None of these examples are really anywhere close to deepfake porn videos.

- Porn is done under consent, where participants should be reasonably aware that it will be published

- Porn tarnishes reputations

If you pasted Daisy Ridley's face in a crowd in, say, China, doing every day stuff, no one would rightly care because there's no real potential unless you are doing it for some ulterior motive.


I think how convincing a piece of media may be is at the crux of this issue. Photoshopped heads of celebrities on porn actors' bodies have been around for some time now and isn't, to my knowledge, illegal. The key difference here is that people hold video to be more trustworthy. Given the advancements in CG and now more recently with deep fakes, perhaps that's what needs to change; People should stop trusting video footage.


Photoshopped heads of celebrities on porn actors' bodies have been around for some time now and isn't, to my knowledge, illegal

They have been, since inception, illegal, in the sense that they represent a tortious act. They might be illegal in the criminal sense, depending on the jurisdiction, even in the US if absent meaningful context bringing the fake under the protection of the First Amendment as a form of speech.


I agree, since the every day person's idea of what is possible is entirely cultural and that will change and advance, although it doesn't necessarily need to be illegal for it to be pushed out to the seedier parts of the internet and off of the more public platforms where influence is easier to gain.


What if I paint a specific person being physically attacked?

What if I make a fake video of a specific person being physically attacked?

He didn't consent to be attacked and it may tarnish his reputation. Is it unethical to do any of the above?


I was also, but now think that I disagree with Reddit's decision. I do not think there's a good argument for it being in the same class of phenomenon as nonconsensual porn.

Object position labeling entries:
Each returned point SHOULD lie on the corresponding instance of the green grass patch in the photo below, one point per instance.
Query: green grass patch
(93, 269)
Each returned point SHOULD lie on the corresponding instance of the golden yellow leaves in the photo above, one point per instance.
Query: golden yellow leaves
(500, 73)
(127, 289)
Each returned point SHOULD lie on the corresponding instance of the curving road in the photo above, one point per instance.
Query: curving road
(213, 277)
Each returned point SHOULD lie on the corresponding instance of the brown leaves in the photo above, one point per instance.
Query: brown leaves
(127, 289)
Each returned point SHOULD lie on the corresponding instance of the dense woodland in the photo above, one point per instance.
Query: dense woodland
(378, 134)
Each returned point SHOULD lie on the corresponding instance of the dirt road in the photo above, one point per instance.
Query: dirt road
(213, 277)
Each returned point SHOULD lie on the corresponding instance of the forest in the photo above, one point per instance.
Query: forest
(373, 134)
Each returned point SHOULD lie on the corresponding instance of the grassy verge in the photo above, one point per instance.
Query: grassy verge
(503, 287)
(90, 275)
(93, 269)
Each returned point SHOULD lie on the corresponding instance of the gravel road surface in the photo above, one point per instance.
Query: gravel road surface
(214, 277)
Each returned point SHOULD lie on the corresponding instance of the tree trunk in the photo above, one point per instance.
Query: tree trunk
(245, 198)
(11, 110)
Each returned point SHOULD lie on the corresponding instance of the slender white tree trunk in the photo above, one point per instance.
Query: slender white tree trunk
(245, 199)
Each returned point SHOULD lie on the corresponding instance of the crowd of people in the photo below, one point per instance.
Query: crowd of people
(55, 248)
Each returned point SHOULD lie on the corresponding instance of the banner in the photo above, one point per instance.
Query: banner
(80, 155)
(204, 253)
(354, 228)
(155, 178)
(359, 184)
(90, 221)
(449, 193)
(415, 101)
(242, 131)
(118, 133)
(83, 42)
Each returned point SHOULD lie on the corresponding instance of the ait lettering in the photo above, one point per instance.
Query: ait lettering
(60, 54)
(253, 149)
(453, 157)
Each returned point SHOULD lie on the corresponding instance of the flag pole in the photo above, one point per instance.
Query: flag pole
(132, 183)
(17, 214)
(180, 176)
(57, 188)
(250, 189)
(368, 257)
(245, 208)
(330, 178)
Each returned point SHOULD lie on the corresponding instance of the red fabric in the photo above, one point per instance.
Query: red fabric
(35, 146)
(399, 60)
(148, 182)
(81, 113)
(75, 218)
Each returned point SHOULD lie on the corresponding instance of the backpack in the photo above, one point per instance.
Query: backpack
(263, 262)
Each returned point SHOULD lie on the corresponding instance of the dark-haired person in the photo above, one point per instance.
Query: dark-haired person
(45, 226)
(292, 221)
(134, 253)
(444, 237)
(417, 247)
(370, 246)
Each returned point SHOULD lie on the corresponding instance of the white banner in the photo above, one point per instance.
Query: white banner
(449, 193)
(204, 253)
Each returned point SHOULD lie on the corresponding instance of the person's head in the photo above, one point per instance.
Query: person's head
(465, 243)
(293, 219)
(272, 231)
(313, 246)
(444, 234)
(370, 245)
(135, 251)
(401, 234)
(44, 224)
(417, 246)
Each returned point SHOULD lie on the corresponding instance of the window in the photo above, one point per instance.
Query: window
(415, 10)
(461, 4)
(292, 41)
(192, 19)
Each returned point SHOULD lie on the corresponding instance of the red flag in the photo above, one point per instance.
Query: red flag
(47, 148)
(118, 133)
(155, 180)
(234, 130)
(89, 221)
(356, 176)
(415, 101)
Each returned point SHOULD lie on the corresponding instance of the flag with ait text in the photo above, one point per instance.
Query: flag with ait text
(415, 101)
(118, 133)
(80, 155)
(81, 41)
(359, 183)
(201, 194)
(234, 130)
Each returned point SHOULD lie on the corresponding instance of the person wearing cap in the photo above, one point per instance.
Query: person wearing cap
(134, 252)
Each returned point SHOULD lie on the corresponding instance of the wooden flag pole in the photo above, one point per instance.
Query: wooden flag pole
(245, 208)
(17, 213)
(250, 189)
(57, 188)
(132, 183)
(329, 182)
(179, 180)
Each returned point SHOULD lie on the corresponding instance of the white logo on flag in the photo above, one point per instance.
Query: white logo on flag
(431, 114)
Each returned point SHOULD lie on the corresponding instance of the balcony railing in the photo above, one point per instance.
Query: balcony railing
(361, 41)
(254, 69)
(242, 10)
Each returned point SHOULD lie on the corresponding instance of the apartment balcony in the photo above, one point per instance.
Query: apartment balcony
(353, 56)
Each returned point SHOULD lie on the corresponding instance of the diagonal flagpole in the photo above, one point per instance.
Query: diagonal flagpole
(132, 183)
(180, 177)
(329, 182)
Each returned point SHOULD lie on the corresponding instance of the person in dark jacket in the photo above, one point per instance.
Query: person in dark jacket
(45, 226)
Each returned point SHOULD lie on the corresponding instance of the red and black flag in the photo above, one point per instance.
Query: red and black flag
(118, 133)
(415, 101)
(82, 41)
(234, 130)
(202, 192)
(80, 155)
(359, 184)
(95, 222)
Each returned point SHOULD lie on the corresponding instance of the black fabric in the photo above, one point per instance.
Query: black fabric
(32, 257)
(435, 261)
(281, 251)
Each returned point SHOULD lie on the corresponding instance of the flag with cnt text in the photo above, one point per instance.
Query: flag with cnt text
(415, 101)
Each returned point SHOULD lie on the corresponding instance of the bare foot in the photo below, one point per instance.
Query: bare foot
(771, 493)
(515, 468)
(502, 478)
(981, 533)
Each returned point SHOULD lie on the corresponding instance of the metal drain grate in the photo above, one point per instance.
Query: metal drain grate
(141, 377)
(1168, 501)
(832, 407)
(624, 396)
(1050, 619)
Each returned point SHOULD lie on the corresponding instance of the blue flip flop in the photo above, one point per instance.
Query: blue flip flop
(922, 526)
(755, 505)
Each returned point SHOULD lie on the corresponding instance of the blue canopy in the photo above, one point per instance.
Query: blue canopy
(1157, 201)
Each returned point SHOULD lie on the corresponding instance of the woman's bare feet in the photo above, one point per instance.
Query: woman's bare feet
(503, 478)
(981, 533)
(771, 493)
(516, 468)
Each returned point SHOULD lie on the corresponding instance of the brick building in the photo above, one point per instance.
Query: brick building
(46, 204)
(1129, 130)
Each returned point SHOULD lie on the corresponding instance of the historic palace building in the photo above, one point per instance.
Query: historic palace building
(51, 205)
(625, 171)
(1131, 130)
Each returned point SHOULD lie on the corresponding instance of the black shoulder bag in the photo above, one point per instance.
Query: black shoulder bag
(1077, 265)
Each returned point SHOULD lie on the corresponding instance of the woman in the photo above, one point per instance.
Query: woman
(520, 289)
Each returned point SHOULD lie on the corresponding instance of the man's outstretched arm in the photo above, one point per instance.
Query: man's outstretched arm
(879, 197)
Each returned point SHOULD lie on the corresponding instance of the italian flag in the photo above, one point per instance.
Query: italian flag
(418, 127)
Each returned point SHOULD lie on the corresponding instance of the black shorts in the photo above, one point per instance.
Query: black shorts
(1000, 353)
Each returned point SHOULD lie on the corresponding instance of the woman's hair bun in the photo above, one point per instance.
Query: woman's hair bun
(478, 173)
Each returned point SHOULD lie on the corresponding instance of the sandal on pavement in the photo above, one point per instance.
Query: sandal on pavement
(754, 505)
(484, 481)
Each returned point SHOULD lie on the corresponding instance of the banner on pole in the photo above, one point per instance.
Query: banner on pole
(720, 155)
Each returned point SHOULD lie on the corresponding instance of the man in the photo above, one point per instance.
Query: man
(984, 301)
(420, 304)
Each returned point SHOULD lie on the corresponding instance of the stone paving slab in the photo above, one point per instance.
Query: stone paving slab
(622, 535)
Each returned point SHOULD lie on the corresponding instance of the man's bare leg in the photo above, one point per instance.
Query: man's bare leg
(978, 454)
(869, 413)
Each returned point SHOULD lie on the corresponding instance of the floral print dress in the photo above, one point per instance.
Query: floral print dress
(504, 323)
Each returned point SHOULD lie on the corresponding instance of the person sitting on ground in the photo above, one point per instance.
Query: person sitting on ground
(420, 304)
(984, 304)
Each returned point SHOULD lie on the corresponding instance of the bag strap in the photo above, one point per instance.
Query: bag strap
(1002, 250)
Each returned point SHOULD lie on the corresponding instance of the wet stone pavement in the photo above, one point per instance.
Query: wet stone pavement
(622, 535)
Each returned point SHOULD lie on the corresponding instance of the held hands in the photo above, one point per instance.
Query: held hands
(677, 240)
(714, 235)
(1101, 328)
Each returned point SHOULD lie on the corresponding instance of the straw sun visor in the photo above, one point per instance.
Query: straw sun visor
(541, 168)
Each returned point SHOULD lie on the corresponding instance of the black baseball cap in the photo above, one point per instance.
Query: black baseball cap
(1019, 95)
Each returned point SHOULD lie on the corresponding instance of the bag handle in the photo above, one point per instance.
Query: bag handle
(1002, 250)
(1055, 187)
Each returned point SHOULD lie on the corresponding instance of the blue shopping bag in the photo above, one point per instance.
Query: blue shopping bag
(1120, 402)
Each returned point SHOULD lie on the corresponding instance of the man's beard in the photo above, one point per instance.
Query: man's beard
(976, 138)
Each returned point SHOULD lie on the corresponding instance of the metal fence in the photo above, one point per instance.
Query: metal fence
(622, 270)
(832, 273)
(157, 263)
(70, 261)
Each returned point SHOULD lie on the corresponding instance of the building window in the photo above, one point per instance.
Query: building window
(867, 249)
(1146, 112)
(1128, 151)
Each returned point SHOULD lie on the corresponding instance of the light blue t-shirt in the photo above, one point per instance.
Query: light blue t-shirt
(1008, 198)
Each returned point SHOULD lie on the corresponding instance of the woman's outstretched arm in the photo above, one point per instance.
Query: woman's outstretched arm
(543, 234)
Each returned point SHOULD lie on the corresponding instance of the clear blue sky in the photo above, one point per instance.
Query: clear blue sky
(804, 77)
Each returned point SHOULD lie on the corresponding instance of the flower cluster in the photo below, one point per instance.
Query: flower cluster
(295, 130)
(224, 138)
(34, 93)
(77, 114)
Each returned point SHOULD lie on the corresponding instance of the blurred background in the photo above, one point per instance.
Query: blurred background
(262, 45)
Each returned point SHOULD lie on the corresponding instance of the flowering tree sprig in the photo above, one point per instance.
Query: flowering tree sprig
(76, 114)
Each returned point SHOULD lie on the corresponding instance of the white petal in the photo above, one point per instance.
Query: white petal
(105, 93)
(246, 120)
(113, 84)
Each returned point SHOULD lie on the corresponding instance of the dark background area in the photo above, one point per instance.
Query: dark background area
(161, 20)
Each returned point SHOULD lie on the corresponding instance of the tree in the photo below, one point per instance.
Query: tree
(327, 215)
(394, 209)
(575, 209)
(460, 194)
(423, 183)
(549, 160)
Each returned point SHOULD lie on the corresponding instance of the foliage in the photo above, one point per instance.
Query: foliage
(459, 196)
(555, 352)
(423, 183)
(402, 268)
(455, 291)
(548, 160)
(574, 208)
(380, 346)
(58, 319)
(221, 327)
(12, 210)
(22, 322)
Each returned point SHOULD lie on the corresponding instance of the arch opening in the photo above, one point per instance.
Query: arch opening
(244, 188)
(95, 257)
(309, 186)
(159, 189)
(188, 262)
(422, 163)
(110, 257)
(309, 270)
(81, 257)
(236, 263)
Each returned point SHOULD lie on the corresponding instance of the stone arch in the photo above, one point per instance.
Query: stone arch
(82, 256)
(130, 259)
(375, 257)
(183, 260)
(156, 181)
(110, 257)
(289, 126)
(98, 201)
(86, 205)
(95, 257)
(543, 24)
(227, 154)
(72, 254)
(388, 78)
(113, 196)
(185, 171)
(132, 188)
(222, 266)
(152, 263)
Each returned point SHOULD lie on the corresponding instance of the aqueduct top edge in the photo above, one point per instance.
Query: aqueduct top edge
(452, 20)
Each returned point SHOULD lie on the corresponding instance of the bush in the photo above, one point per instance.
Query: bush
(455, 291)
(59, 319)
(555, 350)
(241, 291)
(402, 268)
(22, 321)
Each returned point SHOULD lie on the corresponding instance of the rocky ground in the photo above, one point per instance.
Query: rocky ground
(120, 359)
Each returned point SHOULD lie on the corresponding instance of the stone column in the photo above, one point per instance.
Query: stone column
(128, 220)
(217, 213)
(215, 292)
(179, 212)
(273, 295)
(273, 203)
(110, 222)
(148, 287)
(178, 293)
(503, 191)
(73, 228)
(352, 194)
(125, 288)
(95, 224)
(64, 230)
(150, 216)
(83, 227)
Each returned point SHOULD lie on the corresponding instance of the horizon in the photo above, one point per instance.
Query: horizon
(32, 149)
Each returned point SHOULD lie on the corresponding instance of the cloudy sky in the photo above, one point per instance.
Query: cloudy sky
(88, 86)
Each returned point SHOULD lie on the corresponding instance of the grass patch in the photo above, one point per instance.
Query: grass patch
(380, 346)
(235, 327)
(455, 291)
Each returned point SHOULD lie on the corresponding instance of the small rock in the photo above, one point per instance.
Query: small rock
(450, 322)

» Given task 1
Answer these questions about the deepfake discussion:
(a) Compared with photoshopped images, how do people regard video, according to the deepfake discussion?
(b) Which amendment is named as possibly protecting a fake as a form of speech?
(c) Whose face is imagined being pasted into a crowd in China?
» Given task 2
Please write what comes next in the deepfake discussion, picking up after its final sentence.
The listing isn't needed for anything here.

» Written answer 1
(a) People hold video to be more trustworthy.
(b) The First Amendment.
(c) Daisy Ridley's.

» Written answer 2
Here's why:

1. r/deepfake exists, draws novelty, and has appeal in part because it's explicitly identified as fake. It's part of the name. So there's not only any claim to it being real, it's explicitly identified as fake. It's hard to argue how there's any nonconsensual anything when the parties involved in the deepfake porn all agree and understand it's fake.

2. Let's say that someone posts deepfake porn as real porn. Now this is a different issue, one closer to liable. But that's where there's some misattribution of something to the potential victim. The victimization is from the assertion that it is about the individual (as opposed to a deepfake creation, where the opposite is being asserted).

3. Let's say that, out of curiosity, you, in the privacy of your own home, on your own hardware, create deepfake porn involving your spouse (who fully consents and wants you to do so because it's arousing to them) and publicly available imagery. You do not distribute it. By the "nonconsensual porn" logic, though, you have now engaged in something akin to sexual assault, by engaging in nonconsensual photography. But this is absurd, because the public figure has suffered nothing, and nothing was obtained from them without their consent. It's your (and your spouses') creation.

4. Let's take this a step further, and say that a year from now you create software that will create a simulation of a person solely from its knowledge of what humans look like. Let's say that you obtain something that looks like a celebrity. Have you now created nonconsensual photography?

5. Let's say you find a person who is the doppleganger of a celebrity--a dead-ringer lookalike. You film them in porn. (This has been done actually.) Is that nonconsensual porn, because the celebritie's likeness is being used without their consent? The porn actors/actresses consented, though--why is deepfake any different, when there's nothing to consent? Why do you need porn actors/actresses consent to supercede the celebrities whose likeness they resemble?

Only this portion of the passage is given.